GOAL. Reproduce the following records exactly from the line containing "Please point out the smokestack" onward, ending with the last line and including it.

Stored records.
------------------------------------------------------------
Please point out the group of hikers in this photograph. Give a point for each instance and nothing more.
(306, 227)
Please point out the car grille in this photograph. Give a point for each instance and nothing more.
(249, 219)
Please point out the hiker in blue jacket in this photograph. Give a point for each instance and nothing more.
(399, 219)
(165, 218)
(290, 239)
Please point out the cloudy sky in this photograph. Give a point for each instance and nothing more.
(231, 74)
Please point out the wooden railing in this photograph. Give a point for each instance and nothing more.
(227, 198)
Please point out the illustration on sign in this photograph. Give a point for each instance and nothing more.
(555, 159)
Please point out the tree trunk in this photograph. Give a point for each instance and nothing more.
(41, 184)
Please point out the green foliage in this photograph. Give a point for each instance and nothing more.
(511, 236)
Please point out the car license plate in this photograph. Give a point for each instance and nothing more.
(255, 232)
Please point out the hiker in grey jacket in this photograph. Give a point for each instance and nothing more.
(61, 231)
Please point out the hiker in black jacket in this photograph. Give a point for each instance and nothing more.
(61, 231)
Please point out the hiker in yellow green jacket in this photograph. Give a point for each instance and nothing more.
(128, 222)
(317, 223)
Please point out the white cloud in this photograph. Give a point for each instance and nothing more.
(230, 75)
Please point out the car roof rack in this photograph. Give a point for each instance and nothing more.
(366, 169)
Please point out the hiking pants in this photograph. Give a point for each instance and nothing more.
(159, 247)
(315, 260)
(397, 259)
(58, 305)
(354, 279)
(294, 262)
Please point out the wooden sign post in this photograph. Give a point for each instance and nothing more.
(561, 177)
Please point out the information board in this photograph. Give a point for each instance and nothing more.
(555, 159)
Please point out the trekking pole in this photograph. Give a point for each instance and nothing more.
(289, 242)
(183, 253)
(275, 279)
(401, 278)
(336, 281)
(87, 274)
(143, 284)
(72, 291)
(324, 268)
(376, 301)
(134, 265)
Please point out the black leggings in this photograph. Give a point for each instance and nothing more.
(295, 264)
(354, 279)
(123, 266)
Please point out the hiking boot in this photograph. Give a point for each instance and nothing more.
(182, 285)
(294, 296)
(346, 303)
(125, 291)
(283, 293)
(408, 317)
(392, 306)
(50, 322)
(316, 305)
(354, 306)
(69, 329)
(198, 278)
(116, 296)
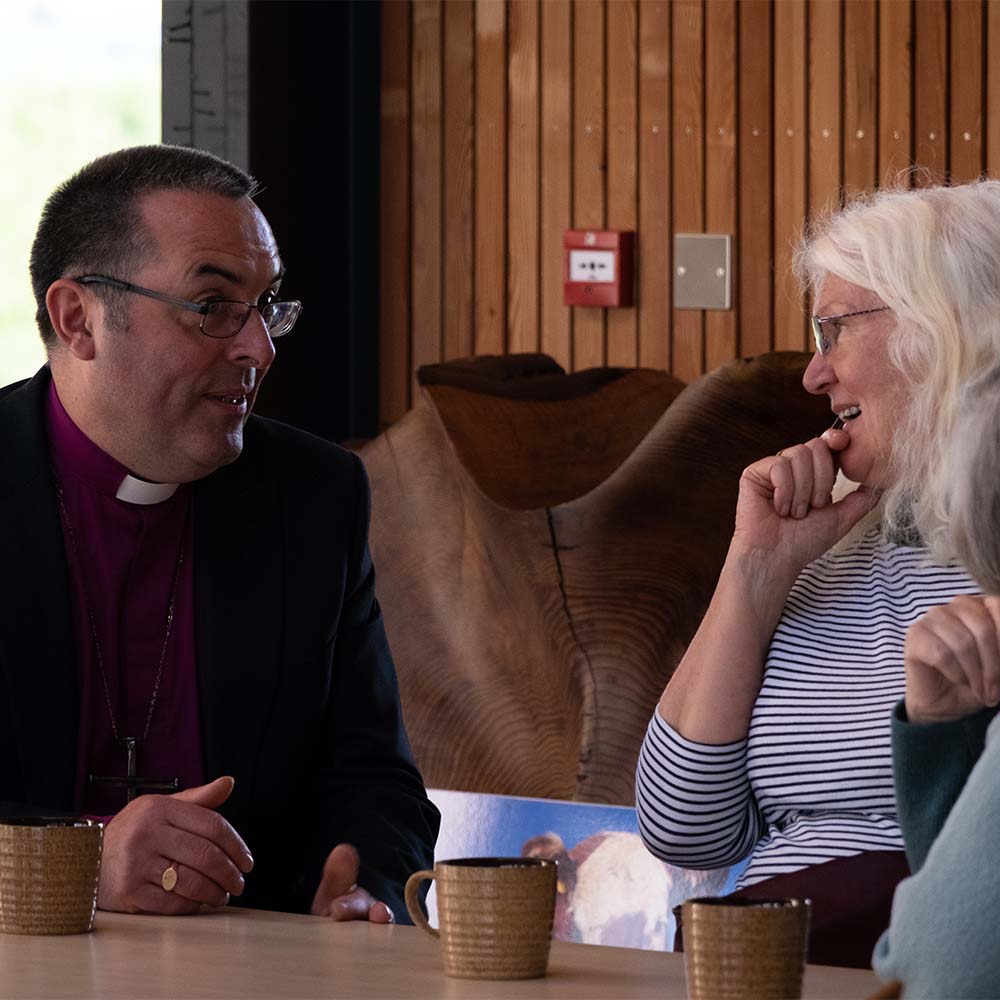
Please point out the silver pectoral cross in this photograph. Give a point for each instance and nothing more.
(134, 785)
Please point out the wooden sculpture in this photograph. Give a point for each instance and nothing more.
(532, 644)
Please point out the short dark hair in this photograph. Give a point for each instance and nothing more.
(91, 223)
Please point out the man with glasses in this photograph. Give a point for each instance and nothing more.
(188, 596)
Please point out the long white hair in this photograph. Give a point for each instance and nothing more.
(963, 492)
(933, 256)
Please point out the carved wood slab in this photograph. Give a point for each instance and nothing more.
(533, 644)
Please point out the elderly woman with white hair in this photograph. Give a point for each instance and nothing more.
(946, 736)
(772, 740)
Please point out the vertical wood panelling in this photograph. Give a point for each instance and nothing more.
(506, 122)
(720, 160)
(755, 177)
(623, 344)
(589, 161)
(556, 174)
(825, 133)
(655, 251)
(394, 208)
(489, 337)
(789, 168)
(993, 87)
(966, 90)
(860, 94)
(687, 360)
(427, 183)
(895, 92)
(522, 178)
(930, 91)
(459, 275)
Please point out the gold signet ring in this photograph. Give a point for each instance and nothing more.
(169, 879)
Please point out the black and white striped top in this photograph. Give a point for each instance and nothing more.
(812, 781)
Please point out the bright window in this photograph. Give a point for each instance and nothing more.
(76, 80)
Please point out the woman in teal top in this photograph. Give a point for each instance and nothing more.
(942, 940)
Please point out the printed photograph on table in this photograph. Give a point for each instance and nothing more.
(611, 890)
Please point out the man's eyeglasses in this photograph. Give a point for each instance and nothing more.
(825, 341)
(220, 318)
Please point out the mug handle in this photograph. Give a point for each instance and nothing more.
(411, 895)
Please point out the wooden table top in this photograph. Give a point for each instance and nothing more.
(253, 953)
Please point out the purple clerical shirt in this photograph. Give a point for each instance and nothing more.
(122, 567)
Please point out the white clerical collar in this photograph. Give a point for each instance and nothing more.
(139, 491)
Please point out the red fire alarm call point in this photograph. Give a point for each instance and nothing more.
(598, 268)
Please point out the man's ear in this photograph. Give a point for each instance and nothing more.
(72, 312)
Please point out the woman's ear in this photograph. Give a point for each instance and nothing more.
(72, 311)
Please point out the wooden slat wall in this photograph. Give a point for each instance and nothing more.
(506, 122)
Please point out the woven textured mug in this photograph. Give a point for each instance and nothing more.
(745, 949)
(495, 915)
(49, 870)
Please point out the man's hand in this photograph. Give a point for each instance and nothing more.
(154, 832)
(339, 896)
(952, 657)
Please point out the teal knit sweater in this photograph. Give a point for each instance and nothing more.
(944, 937)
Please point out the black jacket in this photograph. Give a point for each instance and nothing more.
(297, 689)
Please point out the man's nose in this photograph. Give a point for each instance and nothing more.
(252, 347)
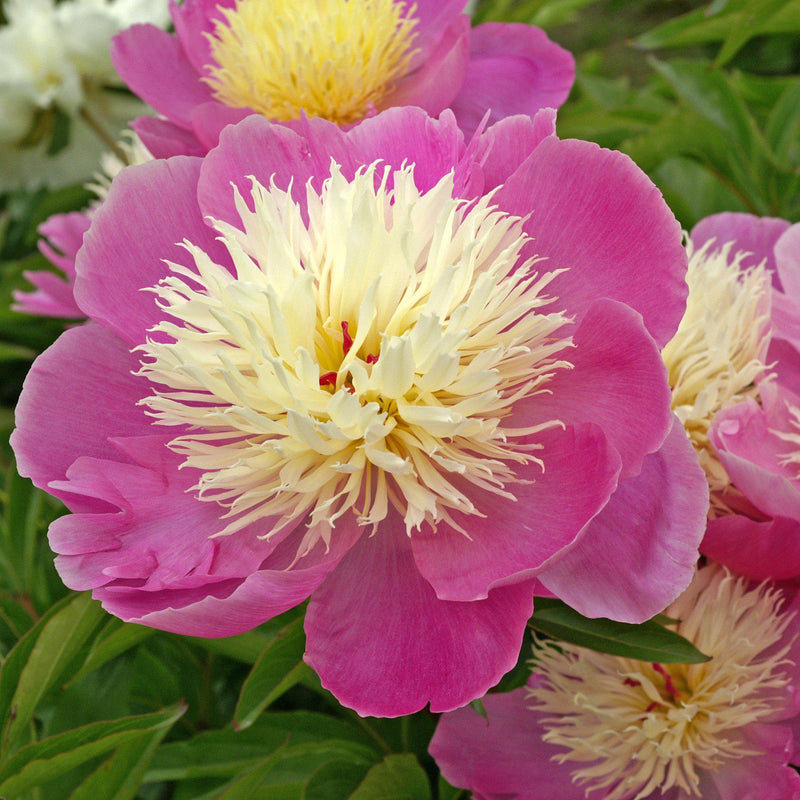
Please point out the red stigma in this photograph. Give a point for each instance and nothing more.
(328, 379)
(347, 339)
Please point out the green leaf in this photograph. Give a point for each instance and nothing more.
(120, 776)
(42, 659)
(646, 642)
(397, 777)
(278, 668)
(43, 761)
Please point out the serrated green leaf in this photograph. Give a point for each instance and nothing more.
(278, 668)
(646, 642)
(397, 777)
(43, 761)
(41, 659)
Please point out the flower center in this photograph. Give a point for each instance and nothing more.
(335, 59)
(635, 728)
(717, 353)
(365, 354)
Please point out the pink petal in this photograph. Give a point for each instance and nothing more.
(598, 215)
(753, 548)
(513, 69)
(502, 756)
(787, 260)
(618, 381)
(269, 151)
(383, 643)
(154, 66)
(77, 394)
(194, 20)
(757, 235)
(516, 539)
(506, 144)
(150, 209)
(434, 84)
(165, 139)
(639, 553)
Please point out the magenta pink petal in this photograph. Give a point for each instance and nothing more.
(502, 756)
(383, 643)
(194, 20)
(435, 146)
(756, 235)
(787, 260)
(434, 84)
(504, 146)
(754, 548)
(154, 66)
(597, 215)
(77, 394)
(513, 69)
(639, 553)
(165, 139)
(614, 360)
(269, 151)
(150, 209)
(518, 538)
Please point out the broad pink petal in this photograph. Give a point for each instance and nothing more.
(506, 144)
(502, 756)
(78, 393)
(154, 65)
(150, 209)
(165, 139)
(639, 553)
(756, 235)
(434, 84)
(435, 147)
(787, 261)
(513, 69)
(382, 642)
(516, 539)
(618, 381)
(757, 549)
(193, 20)
(752, 455)
(597, 215)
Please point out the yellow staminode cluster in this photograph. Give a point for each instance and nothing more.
(336, 59)
(632, 728)
(365, 358)
(717, 355)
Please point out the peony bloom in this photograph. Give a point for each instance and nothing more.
(62, 238)
(735, 372)
(592, 726)
(55, 70)
(403, 376)
(342, 61)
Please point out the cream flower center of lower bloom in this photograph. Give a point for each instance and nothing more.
(717, 353)
(633, 728)
(362, 356)
(335, 59)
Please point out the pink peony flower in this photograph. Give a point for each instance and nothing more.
(342, 61)
(591, 726)
(376, 367)
(742, 375)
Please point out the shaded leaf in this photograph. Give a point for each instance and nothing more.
(646, 642)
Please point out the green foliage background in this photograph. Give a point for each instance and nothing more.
(705, 97)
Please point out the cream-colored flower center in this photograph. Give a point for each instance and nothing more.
(716, 356)
(633, 728)
(335, 59)
(362, 358)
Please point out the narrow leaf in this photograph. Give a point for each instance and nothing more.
(646, 642)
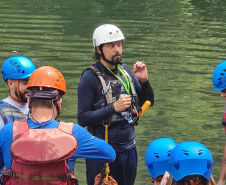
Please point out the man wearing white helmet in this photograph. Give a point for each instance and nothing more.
(106, 89)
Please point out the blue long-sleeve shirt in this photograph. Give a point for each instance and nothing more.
(89, 146)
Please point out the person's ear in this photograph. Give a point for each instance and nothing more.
(98, 49)
(9, 83)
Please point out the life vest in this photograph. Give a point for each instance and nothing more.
(39, 156)
(112, 90)
(10, 113)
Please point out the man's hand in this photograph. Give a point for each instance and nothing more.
(140, 71)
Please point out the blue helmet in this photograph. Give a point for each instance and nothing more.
(190, 158)
(157, 154)
(219, 77)
(17, 67)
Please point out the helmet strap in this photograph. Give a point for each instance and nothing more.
(104, 58)
(54, 101)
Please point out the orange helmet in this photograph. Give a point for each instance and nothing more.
(48, 77)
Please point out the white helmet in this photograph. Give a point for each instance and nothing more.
(107, 33)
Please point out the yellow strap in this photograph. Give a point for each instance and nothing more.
(107, 171)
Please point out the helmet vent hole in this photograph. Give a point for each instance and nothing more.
(200, 152)
(185, 152)
(156, 155)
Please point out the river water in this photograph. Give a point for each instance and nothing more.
(181, 42)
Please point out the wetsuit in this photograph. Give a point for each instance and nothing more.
(88, 145)
(93, 110)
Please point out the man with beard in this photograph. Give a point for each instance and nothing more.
(106, 89)
(16, 72)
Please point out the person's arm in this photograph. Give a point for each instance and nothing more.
(222, 178)
(87, 93)
(143, 88)
(90, 147)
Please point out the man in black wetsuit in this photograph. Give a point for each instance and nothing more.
(100, 102)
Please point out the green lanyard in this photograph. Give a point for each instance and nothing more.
(121, 71)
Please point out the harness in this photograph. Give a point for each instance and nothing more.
(108, 94)
(39, 156)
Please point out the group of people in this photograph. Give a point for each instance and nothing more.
(35, 148)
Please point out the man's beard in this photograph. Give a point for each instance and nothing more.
(22, 96)
(116, 61)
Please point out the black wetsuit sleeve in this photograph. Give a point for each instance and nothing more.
(87, 90)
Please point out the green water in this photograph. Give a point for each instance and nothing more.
(181, 42)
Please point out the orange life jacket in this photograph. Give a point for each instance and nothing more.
(39, 156)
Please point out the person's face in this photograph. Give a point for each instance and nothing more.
(223, 94)
(19, 89)
(113, 51)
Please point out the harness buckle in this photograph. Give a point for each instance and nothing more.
(65, 177)
(12, 175)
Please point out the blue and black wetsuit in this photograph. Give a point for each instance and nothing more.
(93, 111)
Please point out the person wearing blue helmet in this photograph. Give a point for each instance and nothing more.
(156, 159)
(16, 72)
(190, 163)
(219, 83)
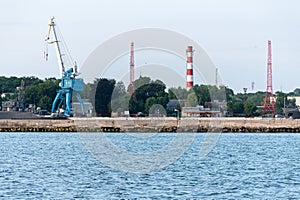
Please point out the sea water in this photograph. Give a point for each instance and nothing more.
(239, 166)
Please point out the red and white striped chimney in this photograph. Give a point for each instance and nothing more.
(189, 68)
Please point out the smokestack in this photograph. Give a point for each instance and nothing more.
(189, 68)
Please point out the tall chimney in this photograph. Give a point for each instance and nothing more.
(189, 68)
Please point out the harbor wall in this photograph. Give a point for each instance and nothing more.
(152, 125)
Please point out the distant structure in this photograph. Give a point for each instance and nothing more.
(131, 84)
(189, 68)
(269, 104)
(217, 77)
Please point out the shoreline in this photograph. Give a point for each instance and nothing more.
(170, 124)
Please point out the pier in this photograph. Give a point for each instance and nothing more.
(235, 125)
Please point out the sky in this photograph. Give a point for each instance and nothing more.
(234, 34)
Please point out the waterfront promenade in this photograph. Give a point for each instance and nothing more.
------------------------------------------------------------
RESPONSE TO THE TASK.
Please point out the smokestack in this photograph. Give a point for each instance and nothing more.
(189, 68)
Please point out the tall chimney in this photograph. Give a point for each instance and nothing more.
(189, 68)
Please point out the harbor wall in this photograph. Give a point for each instance and nothing more.
(152, 125)
Please point out the distant structure in this photograph. Give a point for each instance and nothing more.
(131, 84)
(189, 68)
(269, 104)
(217, 77)
Please point out the shoreline in this photograph. Give a point for each instance and nothing more.
(170, 124)
Please point out the pier in this photograph. Give a point for each instance and nothing more.
(235, 125)
Please point out the sky in this photograph. Give a point for each instance and nothing more.
(234, 34)
Please point out the waterfront promenade in this photograph. Give a point for each instance and nothing more.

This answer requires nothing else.